Last Mile Delivery: TSP Algorithms and Route Density

Last-mile delivery is the most expensive and complex segment of the supply chain. Optimizing it requires solving variants of the Traveling Salesperson Problem (TSP) under dynamic constraints like traffic, time windows, and vehicle capacity.

1. Algorithmic Foundations: TSP and VRP

The Traveling Salesperson Problem (TSP)

The goal is to visit a set of stops ($n$) and return to the depot via the shortest possible route.

- **Complexity:**$O(n!)$—computationally impossible for large$n$via brute force.

- **Heuristics:** Modern dispatchers use **Christofides Algorithm** (guarantees a solution within 1.5x of optimal) or **Ant Colony Optimization** for real-time routing.

The Vehicle Routing Problem (VRP)

Extends TSP to a fleet of$m$vehicles.

- **VRP with Time Windows (VRPTW):** Adds the constraint that stop$i$must be reached between times$T_1$and$T_2$.

- **Impact:** Tight time windows (e.g., 1-hour grocery delivery) drastically reduce "Route Density" and increase costs.

2. Route Density Math

Route Density is the primary metric for last-mile profitability.

- **Drop Factor:** The number of deliveries per stop. (Apartment complexes have high density; suburban houses have low density).

- **Stem Time:** Time spent driving from the depot to the first stop and from the last stop back to the depot.

Recorded data:
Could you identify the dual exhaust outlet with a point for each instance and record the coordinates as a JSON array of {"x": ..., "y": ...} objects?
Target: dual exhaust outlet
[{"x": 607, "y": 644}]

What is required: Retype the last-mile delivery article word for word, starting with "- **Complexity:**$O(n!)$—computationally impossible" and going on through "and increase costs.". The listing has no connection to the last-mile delivery article.

Exercise solution:
- **Complexity:**$O(n!)$—computationally impossible for large$n$via brute force.

- **Heuristics:** Modern dispatchers use **Christofides Algorithm** (guarantees a solution within 1.5x of optimal) or **Ant Colony Optimization** for real-time routing.

The Vehicle Routing Problem (VRP)

Extends TSP to a fleet of$m$vehicles.

- **VRP with Time Windows (VRPTW):** Adds the constraint that stop$i$must be reached between times$T_1$and$T_2$.

- **Impact:** Tight time windows (e.g., 1-hour grocery delivery) drastically reduce "Route Density" and increase costs.